__Try it__. Copy out every line of the data that follows, exactly.

__Data provided__.
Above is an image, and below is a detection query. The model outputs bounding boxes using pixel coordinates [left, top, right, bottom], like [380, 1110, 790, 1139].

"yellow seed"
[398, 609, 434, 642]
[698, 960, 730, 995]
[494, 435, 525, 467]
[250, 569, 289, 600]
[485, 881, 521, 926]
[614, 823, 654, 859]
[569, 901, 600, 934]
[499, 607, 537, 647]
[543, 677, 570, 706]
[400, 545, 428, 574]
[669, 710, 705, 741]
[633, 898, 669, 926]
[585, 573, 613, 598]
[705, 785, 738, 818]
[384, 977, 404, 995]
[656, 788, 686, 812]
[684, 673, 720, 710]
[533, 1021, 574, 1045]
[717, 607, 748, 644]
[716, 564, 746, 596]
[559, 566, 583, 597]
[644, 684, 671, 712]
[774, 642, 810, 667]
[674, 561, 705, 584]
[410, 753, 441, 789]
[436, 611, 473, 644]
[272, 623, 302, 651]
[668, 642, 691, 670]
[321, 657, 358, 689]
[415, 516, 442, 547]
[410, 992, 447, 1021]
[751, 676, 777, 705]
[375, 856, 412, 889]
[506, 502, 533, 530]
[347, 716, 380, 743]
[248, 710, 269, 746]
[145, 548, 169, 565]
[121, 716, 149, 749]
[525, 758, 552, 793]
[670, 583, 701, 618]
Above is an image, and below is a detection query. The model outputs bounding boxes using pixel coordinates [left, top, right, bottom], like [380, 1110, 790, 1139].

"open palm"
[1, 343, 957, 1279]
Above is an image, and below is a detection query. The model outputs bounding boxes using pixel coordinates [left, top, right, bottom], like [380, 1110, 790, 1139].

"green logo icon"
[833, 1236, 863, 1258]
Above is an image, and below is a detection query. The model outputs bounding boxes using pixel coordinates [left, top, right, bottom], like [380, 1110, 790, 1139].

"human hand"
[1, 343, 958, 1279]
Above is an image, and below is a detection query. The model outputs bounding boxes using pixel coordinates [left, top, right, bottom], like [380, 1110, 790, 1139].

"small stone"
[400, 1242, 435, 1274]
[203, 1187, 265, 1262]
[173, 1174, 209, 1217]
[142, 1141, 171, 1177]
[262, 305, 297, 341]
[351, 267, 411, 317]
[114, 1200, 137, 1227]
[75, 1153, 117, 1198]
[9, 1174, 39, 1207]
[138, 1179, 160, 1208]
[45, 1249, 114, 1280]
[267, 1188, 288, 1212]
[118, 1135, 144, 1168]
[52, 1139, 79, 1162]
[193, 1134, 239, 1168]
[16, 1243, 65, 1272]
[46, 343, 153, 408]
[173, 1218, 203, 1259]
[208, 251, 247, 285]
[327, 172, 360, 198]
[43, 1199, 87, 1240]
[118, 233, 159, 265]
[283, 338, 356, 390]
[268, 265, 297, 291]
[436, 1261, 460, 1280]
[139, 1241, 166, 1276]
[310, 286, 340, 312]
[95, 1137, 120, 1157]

__Response to the task__.
Above is an image, and below is a detection query. The model outputs bounding boxes using pixel coordinates [left, top, right, bottom], like [380, 1110, 790, 1139].

"yellow seed"
[398, 609, 434, 642]
[698, 960, 730, 995]
[494, 435, 525, 467]
[250, 569, 289, 600]
[485, 881, 521, 926]
[614, 823, 654, 859]
[569, 901, 600, 934]
[499, 607, 537, 647]
[543, 677, 570, 706]
[400, 545, 428, 574]
[669, 710, 705, 741]
[633, 898, 669, 926]
[585, 573, 613, 598]
[705, 785, 738, 818]
[384, 977, 404, 995]
[656, 788, 686, 812]
[684, 673, 720, 710]
[533, 1021, 574, 1045]
[717, 607, 748, 644]
[716, 564, 746, 596]
[559, 566, 583, 597]
[644, 684, 671, 712]
[774, 642, 810, 667]
[674, 561, 705, 584]
[410, 753, 441, 789]
[436, 611, 473, 644]
[272, 623, 302, 651]
[668, 642, 691, 670]
[321, 657, 358, 689]
[415, 516, 442, 547]
[410, 992, 447, 1021]
[751, 676, 777, 705]
[375, 856, 412, 889]
[506, 502, 533, 530]
[347, 716, 380, 743]
[248, 710, 269, 746]
[145, 548, 169, 565]
[121, 716, 149, 749]
[525, 758, 552, 793]
[670, 583, 701, 618]
Above is an image, and below is a detection query. The model outputs bounding boxes using pixel coordinates [left, top, right, bottom], like [380, 1110, 790, 1139].

"open palm"
[1, 343, 957, 1279]
Above is an image, and below is a detection query. The model outputs bounding boxes using pixel coordinates [left, top, right, bottom], like [380, 1110, 790, 1139].

"green logo icon"
[833, 1236, 863, 1258]
Above is an image, and below is a detection query. The model outputs bounding boxes using pixel coordinates [left, top, right, bottom], like [380, 1110, 790, 1139].

"human hand"
[1, 343, 958, 1279]
Above is an image, and below is a detection query. The model outputs bounding boxes using pixel coordinates [left, top, right, bottom], like [380, 1110, 790, 1139].

"small stone"
[400, 1242, 435, 1274]
[203, 1187, 265, 1262]
[173, 1174, 209, 1217]
[142, 1141, 171, 1177]
[262, 305, 297, 341]
[351, 267, 411, 317]
[114, 1200, 137, 1227]
[75, 1153, 117, 1198]
[9, 1174, 39, 1207]
[138, 1179, 160, 1208]
[45, 1249, 114, 1280]
[267, 1188, 288, 1212]
[118, 1135, 144, 1168]
[52, 1139, 79, 1162]
[193, 1134, 239, 1168]
[16, 1243, 65, 1272]
[46, 343, 153, 408]
[173, 1218, 203, 1259]
[208, 251, 247, 285]
[327, 172, 360, 198]
[43, 1199, 87, 1240]
[118, 233, 159, 265]
[283, 338, 356, 390]
[268, 265, 297, 291]
[436, 1261, 460, 1280]
[139, 1241, 166, 1276]
[310, 286, 340, 312]
[95, 1137, 120, 1157]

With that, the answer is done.